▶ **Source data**
+--

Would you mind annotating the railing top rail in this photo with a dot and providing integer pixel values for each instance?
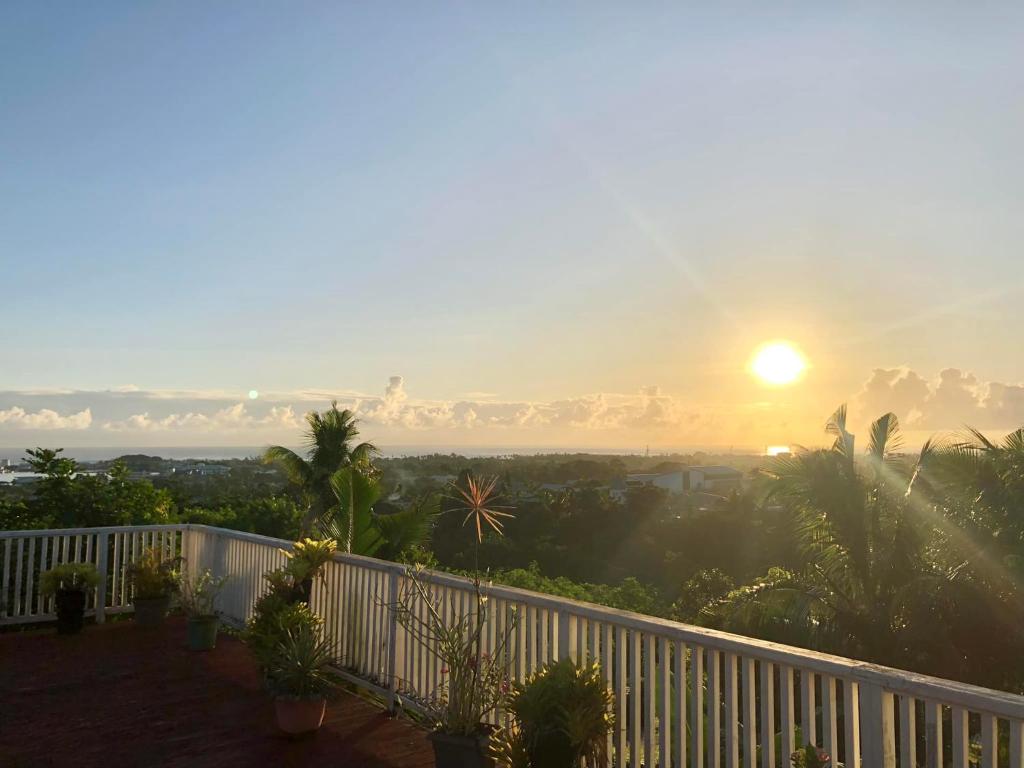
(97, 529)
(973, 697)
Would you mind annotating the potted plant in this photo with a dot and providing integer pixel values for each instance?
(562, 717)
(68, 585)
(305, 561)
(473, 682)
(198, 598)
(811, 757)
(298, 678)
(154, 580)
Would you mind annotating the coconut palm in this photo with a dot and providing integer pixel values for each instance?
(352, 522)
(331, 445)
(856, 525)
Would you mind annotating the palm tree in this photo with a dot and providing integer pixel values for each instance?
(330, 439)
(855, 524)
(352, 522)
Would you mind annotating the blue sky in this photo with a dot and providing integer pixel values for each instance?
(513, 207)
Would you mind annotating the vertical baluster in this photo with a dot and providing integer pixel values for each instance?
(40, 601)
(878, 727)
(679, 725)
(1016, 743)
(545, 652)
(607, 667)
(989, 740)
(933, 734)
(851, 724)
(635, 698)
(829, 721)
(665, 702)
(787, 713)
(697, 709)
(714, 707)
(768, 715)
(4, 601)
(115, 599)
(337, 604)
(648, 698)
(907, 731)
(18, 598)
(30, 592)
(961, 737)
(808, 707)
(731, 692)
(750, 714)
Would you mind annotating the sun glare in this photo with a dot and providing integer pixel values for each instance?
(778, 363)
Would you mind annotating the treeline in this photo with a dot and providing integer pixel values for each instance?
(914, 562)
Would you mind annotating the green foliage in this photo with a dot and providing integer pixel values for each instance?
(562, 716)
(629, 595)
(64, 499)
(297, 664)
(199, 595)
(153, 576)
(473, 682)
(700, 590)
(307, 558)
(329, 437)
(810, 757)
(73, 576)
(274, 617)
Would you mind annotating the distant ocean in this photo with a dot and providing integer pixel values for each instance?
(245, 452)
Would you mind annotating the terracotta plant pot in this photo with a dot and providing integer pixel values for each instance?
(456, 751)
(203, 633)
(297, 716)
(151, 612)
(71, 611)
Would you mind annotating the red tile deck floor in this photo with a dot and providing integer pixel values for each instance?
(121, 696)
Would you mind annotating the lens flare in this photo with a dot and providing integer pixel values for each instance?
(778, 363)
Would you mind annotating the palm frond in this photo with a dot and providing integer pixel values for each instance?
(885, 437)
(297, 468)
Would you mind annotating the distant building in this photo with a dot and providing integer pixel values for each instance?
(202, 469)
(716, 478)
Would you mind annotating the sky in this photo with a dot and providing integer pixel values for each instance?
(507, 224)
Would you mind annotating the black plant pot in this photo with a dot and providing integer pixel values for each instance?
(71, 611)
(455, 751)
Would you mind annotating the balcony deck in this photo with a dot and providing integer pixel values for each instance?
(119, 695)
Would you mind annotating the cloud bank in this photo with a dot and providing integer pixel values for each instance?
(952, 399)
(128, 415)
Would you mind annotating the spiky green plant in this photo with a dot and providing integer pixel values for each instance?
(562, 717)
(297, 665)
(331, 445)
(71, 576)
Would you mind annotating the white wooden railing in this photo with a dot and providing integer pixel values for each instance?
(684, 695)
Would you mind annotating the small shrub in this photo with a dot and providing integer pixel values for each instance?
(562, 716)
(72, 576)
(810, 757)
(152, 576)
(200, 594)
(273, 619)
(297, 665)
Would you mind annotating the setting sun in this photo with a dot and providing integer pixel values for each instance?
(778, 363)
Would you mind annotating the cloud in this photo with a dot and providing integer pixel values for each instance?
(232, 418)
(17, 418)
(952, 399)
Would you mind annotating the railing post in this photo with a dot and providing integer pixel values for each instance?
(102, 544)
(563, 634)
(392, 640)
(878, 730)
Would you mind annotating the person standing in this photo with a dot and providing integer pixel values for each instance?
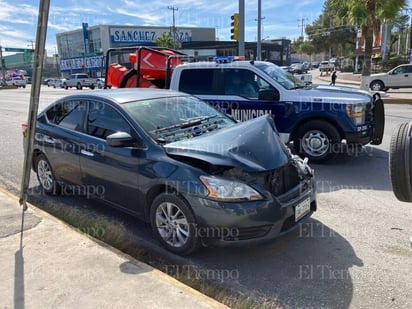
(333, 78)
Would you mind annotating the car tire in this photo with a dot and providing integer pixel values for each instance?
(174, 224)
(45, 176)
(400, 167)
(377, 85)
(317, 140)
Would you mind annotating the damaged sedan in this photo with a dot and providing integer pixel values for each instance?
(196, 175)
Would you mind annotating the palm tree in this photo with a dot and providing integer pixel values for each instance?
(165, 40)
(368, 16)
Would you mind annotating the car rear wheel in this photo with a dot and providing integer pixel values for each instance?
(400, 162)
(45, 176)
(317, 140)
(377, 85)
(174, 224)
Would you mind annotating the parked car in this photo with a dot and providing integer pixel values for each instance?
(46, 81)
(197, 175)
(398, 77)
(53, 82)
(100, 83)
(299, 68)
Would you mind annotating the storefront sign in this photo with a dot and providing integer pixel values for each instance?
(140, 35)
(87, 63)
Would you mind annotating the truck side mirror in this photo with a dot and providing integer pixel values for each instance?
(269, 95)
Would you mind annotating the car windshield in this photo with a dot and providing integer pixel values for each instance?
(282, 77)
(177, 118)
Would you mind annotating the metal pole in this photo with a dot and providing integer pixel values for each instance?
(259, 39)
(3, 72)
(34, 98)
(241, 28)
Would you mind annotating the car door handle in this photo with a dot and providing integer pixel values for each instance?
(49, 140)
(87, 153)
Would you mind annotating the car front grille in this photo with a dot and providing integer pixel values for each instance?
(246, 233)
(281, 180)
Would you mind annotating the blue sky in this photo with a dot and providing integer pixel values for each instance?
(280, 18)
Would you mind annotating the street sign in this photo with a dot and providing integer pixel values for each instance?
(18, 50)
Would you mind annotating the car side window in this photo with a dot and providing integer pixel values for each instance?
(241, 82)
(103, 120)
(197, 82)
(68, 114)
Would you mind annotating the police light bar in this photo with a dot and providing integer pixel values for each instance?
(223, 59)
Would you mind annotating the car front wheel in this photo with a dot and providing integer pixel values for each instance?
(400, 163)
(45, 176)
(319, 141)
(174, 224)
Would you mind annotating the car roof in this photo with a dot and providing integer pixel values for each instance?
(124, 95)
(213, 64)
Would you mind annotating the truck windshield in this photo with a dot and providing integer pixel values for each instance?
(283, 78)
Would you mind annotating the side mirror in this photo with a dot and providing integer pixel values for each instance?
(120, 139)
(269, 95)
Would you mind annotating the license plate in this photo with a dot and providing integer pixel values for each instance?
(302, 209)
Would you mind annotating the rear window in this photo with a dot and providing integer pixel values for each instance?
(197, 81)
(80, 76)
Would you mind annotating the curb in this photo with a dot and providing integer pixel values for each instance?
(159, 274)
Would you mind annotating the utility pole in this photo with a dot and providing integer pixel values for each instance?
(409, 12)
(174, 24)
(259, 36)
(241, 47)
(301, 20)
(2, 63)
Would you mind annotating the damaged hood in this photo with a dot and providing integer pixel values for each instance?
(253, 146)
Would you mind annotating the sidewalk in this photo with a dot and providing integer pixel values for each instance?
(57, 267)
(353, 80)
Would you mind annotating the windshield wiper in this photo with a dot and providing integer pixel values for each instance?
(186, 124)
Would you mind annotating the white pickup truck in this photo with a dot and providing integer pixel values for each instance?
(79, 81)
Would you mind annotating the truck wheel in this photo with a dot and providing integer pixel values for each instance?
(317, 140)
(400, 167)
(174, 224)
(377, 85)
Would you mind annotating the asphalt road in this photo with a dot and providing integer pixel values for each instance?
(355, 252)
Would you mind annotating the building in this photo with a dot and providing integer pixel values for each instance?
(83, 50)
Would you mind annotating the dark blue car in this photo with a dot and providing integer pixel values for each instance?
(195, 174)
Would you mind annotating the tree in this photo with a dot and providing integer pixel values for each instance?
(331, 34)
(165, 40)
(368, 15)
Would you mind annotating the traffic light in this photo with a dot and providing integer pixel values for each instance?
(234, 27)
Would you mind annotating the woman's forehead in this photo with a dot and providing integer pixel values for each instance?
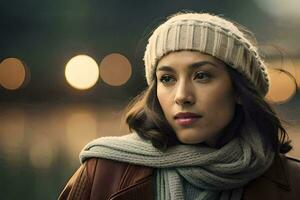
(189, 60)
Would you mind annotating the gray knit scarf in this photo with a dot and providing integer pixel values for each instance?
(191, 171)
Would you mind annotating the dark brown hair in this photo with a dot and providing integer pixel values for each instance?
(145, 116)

+--

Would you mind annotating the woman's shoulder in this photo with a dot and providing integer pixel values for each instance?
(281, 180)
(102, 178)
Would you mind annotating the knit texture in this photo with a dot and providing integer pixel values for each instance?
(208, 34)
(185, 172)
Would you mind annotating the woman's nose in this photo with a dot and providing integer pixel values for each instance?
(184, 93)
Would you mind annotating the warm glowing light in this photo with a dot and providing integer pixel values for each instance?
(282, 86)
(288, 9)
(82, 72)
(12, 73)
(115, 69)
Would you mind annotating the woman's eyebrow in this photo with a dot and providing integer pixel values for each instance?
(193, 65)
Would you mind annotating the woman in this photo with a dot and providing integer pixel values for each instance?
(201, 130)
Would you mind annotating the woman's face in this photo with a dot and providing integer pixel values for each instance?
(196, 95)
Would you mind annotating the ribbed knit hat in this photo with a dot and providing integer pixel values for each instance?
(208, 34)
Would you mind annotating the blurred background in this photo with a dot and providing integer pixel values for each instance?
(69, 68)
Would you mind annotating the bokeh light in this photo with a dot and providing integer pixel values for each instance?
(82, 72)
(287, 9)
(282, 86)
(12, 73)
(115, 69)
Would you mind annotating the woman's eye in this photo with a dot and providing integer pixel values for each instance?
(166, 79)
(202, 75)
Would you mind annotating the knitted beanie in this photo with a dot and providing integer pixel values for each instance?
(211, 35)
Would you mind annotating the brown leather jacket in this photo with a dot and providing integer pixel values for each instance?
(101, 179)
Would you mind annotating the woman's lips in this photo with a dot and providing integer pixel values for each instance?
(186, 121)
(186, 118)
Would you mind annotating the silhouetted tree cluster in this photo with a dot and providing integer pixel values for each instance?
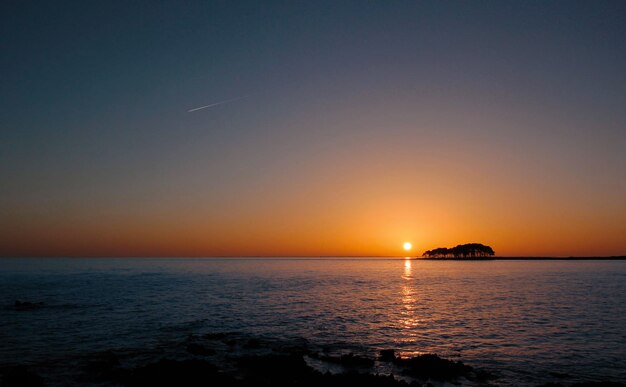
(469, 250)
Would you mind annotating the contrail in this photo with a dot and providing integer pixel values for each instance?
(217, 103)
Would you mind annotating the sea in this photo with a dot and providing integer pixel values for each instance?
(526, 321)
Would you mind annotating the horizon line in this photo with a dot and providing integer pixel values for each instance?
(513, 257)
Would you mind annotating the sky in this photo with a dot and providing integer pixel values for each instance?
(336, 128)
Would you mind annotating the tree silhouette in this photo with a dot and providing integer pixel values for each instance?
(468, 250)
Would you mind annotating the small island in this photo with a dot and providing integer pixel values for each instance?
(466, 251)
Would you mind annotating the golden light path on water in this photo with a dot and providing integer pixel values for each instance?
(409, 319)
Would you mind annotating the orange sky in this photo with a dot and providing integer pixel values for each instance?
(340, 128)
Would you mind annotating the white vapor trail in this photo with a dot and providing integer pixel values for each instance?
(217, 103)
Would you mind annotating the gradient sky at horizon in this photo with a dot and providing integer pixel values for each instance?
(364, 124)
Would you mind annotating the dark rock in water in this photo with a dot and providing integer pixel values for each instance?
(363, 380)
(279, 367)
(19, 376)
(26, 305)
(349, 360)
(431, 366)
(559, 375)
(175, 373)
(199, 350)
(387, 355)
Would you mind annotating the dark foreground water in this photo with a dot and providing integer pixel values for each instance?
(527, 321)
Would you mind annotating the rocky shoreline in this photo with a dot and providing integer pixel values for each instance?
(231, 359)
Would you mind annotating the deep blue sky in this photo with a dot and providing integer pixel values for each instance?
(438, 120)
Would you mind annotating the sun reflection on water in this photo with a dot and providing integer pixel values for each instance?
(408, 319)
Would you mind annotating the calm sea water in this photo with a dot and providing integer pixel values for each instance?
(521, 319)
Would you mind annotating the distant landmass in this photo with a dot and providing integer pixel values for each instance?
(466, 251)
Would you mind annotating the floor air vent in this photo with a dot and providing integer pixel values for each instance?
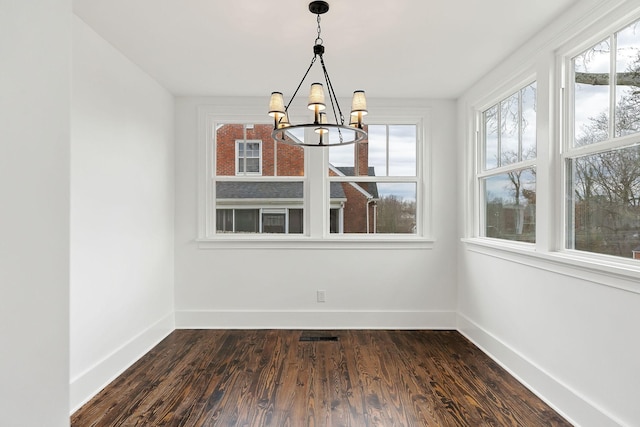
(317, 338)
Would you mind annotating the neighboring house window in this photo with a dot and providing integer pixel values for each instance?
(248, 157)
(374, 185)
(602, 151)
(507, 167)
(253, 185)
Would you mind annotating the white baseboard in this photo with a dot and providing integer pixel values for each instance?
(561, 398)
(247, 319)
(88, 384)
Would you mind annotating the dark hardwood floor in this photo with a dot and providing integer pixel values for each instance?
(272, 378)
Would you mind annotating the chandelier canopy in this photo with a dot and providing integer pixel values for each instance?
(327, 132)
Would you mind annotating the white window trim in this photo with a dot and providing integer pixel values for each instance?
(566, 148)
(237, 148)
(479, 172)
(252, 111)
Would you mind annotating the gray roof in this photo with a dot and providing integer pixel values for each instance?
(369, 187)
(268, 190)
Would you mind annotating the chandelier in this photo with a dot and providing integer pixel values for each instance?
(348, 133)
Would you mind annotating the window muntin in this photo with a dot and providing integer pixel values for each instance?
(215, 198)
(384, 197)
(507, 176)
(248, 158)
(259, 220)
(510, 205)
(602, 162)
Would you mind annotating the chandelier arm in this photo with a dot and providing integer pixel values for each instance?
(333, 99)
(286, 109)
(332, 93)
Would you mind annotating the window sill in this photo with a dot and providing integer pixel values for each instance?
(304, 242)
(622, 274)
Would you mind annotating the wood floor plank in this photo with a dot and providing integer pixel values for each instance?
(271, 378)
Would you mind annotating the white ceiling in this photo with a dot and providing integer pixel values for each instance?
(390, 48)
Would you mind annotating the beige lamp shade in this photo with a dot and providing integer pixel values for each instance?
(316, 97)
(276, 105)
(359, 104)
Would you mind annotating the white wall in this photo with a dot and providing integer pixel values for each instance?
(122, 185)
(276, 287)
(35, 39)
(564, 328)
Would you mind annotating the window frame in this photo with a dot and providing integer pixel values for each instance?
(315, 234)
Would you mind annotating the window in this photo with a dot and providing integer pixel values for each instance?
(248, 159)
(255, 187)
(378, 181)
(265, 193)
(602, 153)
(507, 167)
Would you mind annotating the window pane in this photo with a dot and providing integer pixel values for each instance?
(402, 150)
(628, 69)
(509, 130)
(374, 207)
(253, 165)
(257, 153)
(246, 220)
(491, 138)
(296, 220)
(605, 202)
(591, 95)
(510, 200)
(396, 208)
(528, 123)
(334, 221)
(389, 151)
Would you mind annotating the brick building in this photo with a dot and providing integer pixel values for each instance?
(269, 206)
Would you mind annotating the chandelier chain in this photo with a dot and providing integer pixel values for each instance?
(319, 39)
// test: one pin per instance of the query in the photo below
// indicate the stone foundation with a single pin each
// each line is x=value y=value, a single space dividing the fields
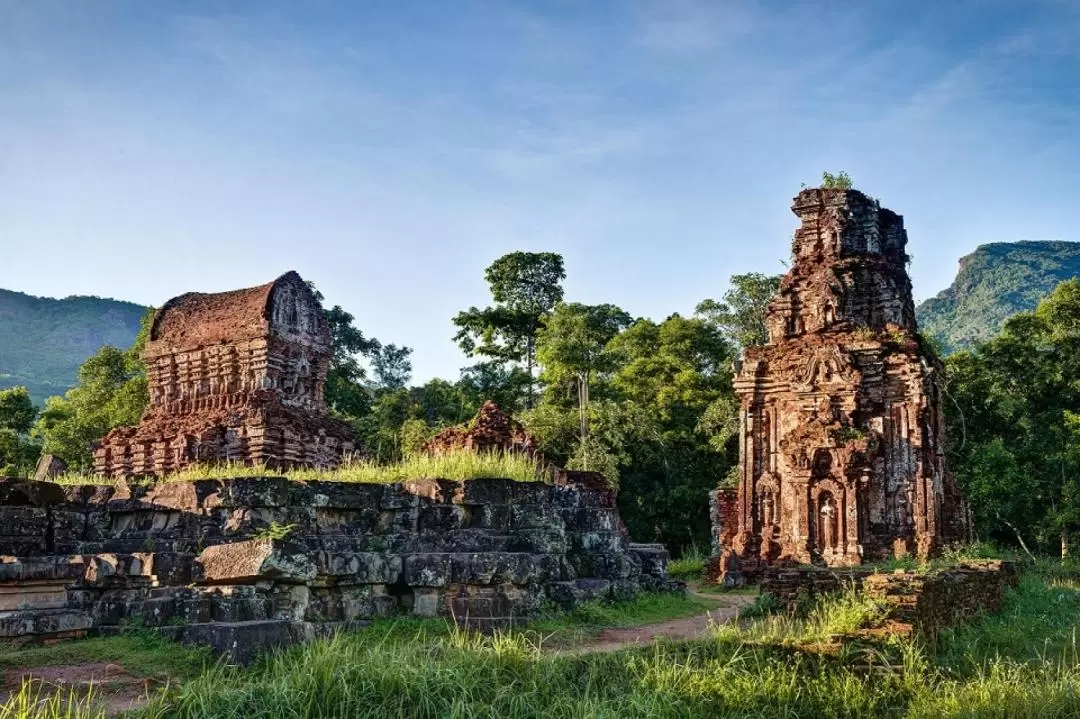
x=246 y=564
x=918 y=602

+--

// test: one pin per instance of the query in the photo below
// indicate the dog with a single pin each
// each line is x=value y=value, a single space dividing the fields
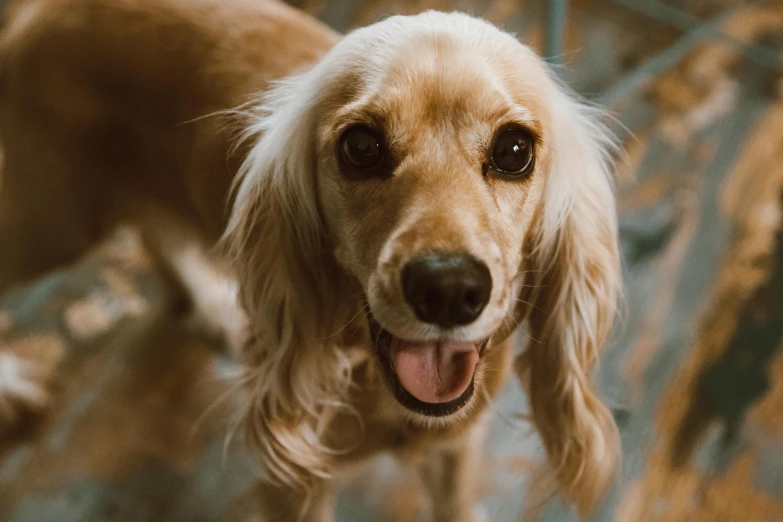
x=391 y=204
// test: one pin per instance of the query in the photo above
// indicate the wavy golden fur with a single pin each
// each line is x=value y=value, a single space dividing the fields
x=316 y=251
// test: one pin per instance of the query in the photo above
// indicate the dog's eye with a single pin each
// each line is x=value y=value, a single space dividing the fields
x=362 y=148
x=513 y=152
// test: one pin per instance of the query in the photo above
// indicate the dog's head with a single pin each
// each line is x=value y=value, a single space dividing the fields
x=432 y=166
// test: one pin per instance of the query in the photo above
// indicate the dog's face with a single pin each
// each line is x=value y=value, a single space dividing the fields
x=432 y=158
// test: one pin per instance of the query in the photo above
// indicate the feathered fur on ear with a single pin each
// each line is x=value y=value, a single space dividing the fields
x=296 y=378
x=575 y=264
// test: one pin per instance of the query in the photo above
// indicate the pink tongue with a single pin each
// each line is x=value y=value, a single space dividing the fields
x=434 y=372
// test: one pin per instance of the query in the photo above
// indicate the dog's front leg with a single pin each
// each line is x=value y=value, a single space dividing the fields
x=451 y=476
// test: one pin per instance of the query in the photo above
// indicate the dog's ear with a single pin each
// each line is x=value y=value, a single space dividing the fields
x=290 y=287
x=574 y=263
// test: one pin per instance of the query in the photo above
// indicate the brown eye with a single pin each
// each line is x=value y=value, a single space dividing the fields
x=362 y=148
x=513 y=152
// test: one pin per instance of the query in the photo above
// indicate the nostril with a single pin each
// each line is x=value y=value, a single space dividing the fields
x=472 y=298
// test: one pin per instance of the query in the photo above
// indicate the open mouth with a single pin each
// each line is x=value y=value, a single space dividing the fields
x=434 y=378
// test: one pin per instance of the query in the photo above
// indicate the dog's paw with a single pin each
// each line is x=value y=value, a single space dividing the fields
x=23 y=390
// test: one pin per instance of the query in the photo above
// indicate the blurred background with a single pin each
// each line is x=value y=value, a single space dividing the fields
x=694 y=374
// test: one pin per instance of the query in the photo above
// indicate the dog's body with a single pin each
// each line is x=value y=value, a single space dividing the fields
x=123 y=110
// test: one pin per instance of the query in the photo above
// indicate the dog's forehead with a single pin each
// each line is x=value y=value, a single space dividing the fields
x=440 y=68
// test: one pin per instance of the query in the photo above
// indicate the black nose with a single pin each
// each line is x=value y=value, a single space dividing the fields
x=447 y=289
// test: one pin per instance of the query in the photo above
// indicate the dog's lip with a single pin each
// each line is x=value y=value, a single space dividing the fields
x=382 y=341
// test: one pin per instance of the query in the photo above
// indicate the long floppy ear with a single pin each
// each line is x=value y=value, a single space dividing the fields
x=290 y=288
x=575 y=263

+--

▶ **DIRECTION**
Pick out every line from the rows above that contains the word "railing", and copy each one. Matches must have the same case.

▶ **EXERCISE RESPONSE**
Would you mind annotating the railing top rail in this photo with a dot and providing integer pixel values for each instance?
Would you mind annotating the white wooden railing in this photo with a dot and providing integer pixel values for each instance?
Would you mind annotating the railing post in this photo with a dot and providing integer pixel values for each instance?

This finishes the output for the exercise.